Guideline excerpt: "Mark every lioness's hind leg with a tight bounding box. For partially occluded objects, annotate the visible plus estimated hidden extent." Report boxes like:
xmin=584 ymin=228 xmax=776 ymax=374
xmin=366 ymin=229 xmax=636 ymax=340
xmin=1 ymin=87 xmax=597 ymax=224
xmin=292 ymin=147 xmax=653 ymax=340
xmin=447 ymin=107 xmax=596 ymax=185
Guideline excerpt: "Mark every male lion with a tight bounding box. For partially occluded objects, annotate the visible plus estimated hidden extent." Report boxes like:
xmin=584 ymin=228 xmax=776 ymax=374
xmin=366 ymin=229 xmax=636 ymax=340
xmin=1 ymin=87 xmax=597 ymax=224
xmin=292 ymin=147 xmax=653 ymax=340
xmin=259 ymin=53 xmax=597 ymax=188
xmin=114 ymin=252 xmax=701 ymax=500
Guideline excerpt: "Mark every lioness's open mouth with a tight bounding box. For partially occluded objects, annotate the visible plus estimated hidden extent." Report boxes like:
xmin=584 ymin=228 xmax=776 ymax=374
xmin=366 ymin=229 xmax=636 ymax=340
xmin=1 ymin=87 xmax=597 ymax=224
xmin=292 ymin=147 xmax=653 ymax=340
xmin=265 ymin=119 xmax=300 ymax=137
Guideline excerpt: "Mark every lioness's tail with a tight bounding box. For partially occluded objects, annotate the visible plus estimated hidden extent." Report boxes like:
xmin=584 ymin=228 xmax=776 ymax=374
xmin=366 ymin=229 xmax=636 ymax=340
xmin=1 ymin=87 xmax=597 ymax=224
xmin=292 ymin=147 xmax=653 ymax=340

**What you will do:** Reproduce every one of the lines above verbatim, from the first to the last.

**Full output:**
Guideline excerpt: "Mark every lioness's hind leg with a tight bounding box. For partially occluded objects, annotate the visible plus estimated hidden extent." Report boxes like:
xmin=584 ymin=228 xmax=776 ymax=374
xmin=366 ymin=229 xmax=636 ymax=340
xmin=1 ymin=87 xmax=597 ymax=224
xmin=292 ymin=147 xmax=653 ymax=340
xmin=447 ymin=107 xmax=596 ymax=185
Guideline excerpt: "Mark every male lion with a tight bounding box. For partially occluded objects, annotate the visible plus estimated hidden extent." Report boxes like:
xmin=584 ymin=228 xmax=776 ymax=374
xmin=366 ymin=229 xmax=636 ymax=340
xmin=1 ymin=87 xmax=597 ymax=224
xmin=292 ymin=147 xmax=653 ymax=340
xmin=259 ymin=53 xmax=597 ymax=188
xmin=114 ymin=252 xmax=701 ymax=500
Guideline excerpt: "Mark every lioness's open mouth with a tight bounding box. For partially occluded objects, annotate the visible plus estimated hidden extent." Report boxes like:
xmin=584 ymin=228 xmax=776 ymax=374
xmin=366 ymin=229 xmax=636 ymax=340
xmin=1 ymin=87 xmax=597 ymax=224
xmin=292 ymin=147 xmax=653 ymax=340
xmin=265 ymin=119 xmax=300 ymax=137
Guideline excerpt: "Mark every lioness's tail with a tight bounding box. For partially occluded objects, annotate the visible plus estimated hidden extent." Report boxes like:
xmin=584 ymin=228 xmax=776 ymax=374
xmin=366 ymin=229 xmax=636 ymax=340
xmin=1 ymin=87 xmax=597 ymax=224
xmin=292 ymin=147 xmax=653 ymax=340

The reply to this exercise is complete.